> Source excerpt
--- begin ---
9. The stop time determining method of claim 1 and further comprising:
(c) receiving the friction-indicating signal as a digitally sampled signal having at least one of an adjustable gain and an adjustable offset, where after adjustment of at least one of the adjustable gain and adjustable offset, digital samples of the received friction-indicating signal occupy a substantial portion of a relative magnitude range extending from 0% to 100% of the relative magnitude range; and
(d) freezing adjustment, if any, of the adjustable gain or adjustable offset of the received friction-indicating signal so that at least some of the received digital samples which are received just before commencement of the first-recited testing will occupy a lower portion of the relative magnitude range, where the lower portion is below the 50% level of the relative magnitude range.
10. The method of claim 1 and further comprising:
(c) using the detected signature point to define a triggering time point from which a time-limited further polishing will occur for a corresponding, limited amount of time; and
(d) causing the time-limited further polishing to occur for the defined, limited amount of time.
11. The method of claim 10 and further comprising:
(e) fetching a signal representing the limited amount of time from a database, where the database causes the fetched signal to be a function of at least a first specifier which specifies what post-polish thickness is desired for the second material.
12. The method of claim 11 and further wherein:
(e.1) the database causes the fetched signal to be a function of at least a second specifier which specifies what type of type of testing will be used in at least one of steps (a) and (b).
13. The method of claim 12 and further wherein:
(e.1) the database causes the fetched signal to be a function of at least a third specifier which specifies what type of CMP slurry will be utilized.
14. The method of claim 13 and further wherein:
(e.2) the database causes the fetched signal to be a function of at least a fourth specifier which specifies what contact pressure will be present between the slurry and workpiece during the testing of at least one of steps (a) and (b).
15. The method of claim 14 and further wherein:
(e.3) the database causes the fetched signal to be a function of at least a fifth specifier which specifies what relative rubbing velocity will be present between the slurry and workpiece during the testing of at least one of steps (a) and (b).
16. The method of claim 15 and further wherein:
(e.4) the database causes the fetched signal to be a function of at least a sixth specifier which specifies what feed rate will be used for feeding the utilized slurry to the workpiece.
17. The method of claim 10 and further comprising:
(e) fetching a signal representing the limited amount of time from a database, where the database causes the fetched signal to be a function of at least a first specifier which specifies what type of slurry will be utilized during at least one of steps (a) and (b).
18. The method of claim 10 and further comprising:
(e) fetching a signal representing the limited amount of time from a database, where the database causes the fetched signal to be a function of at least a first specifier which specifies what first material will constitute the first-to-be-polished layer.
19. The method of claim 10 and further comprising:
(e) fetching a signal representing the limited amount of time from a database, where the database causes the fetched signal to be a function of at least a first specifier which specifies what second material will constitute the sacrificial pads.
--- end ---
> Data lines
--- begin ---
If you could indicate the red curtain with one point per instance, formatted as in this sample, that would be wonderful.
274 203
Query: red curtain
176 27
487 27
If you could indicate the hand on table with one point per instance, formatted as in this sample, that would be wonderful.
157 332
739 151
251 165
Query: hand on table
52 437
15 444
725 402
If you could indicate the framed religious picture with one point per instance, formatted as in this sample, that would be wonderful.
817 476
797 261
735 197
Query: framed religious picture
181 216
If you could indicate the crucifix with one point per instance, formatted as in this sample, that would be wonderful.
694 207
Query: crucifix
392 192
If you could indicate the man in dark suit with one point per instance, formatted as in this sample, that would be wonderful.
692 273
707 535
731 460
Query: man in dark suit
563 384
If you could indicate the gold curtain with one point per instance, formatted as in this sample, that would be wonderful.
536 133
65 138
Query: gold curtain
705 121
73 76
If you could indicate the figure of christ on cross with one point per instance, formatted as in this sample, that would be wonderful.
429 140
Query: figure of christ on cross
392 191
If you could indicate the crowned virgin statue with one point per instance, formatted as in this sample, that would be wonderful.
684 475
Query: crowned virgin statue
--- end ---
> Written task 1
Answer these from the polishing claims:
(a) In claim 9, the lower portion of the relative magnitude range lies below what level?
(b) In claim 14, what does the fourth specifier specify?
(c) In claim 19, what does the first specifier specify?
> Written task 2
Translate this sentence from the polishing claims into Spanish: "16. The method of claim 15 and further wherein: (e.4) the database causes the fetched signal to be a function of at least a sixth specifier which specifies what feed rate will be used for feeding the utilized slurry to the workpiece."

> Expected answer 1
(a) The 50% level of the relative magnitude range.
(b) It specifies what contact pressure will be present between the slurry and workpiece during the testing of at least one of steps (a) and (b).
(c) It specifies what second material will constitute the sacrificial pads.

> Expected answer 2
16. El método de la reivindicación 15 y, además, en el que: (e.4) la base de datos hace que la señal recuperada sea una función de al menos un sexto especificador que especifica qué caudal de alimentación se utilizará para suministrar la suspensión utilizada a la pieza de trabajo.